It was an front/right inpcat.
Here is the faultcodes.
Adress 15: Krockkuddar
Styrenhet: 1J0 909 609 
Komponent: D AIRBAG VW3 SG 0002
Kodning: 00068
Verkstad #: WSC 00066
4 Funna fel:
01222 - Krocksensor för sidoairbag passagerarsidan (G180)
28-10 - kortslutning till plus - Intermittent
00654 - Tändare för bältessträckare: förarsidan (N153)
32-10 - För hög resistans - Intermittent
00655 - Tändare för bältessträckare: passagerarsidan (N154)
32-10 - För hög resistans - Intermittent
00595 - Krockdata har sparats
35-00 - -
Maybee I have done somthing wrong when I replaced the parts?


----------



## Theresias (Feb 11, 2004)

*Re: Airbag fault codes (LHK)*

01222 - Crash Sensor Side Airbag: Passenger Side (G180)
28-10 - Short to B+ - Intermittent
00654 - Seat Belt Tensioner Igniter: Driver Side (N153)
32-10 - Resistance too High - Intermittent
00655 - Seat Belt Tensioner Igniter: Passenger Side (N154)
32-10 - Resistance too High - Intermittent
00595 - Crash Data Stored
35-00 - -

_Quote, originally posted by *LHK* »_Maybee I have done somthing wrong when I replaced the parts?

What did you replace yet?
Ususally in case of front impacts, if the driver/passenger airbag deploys, you need to replace the airbag control module too.
★ ★ ★
In the airbag fault code thread, what does the reply say usually has to be replaced as well when the driver or passenger airbag deploys in a front impact? The material that comes next is unrelated to the airbag fault code thread.
★ ★ ★
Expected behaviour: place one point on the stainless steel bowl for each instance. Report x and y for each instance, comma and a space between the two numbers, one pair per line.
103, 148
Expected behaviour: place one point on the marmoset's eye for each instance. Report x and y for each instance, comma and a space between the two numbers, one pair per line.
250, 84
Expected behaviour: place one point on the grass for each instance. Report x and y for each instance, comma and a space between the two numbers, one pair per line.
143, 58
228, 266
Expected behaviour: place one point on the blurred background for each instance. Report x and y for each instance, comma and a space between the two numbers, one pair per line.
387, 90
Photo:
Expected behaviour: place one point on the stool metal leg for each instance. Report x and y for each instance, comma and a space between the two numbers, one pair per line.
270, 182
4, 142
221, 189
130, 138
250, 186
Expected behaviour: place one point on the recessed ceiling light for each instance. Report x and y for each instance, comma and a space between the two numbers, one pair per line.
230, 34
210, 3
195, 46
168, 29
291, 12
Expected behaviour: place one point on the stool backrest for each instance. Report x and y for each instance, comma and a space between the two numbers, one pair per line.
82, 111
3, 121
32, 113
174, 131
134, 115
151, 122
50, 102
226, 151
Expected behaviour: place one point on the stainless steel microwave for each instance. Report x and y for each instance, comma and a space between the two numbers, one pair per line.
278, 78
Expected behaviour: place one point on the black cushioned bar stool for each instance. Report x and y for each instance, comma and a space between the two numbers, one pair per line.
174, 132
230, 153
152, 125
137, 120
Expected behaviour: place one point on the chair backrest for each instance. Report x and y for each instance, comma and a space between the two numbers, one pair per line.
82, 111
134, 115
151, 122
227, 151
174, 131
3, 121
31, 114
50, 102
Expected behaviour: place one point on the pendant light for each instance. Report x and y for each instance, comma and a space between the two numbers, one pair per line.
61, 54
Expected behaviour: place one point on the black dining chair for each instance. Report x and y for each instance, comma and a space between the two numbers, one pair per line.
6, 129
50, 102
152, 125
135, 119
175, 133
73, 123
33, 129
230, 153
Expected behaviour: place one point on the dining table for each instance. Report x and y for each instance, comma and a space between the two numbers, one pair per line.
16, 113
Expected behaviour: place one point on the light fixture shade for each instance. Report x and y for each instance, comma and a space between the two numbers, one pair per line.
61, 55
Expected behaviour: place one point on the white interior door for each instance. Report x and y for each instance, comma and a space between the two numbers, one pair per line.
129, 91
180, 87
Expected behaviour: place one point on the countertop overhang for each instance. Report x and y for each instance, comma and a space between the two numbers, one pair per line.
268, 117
★ ★ ★
## [Solution to this problem]
The airbag control module.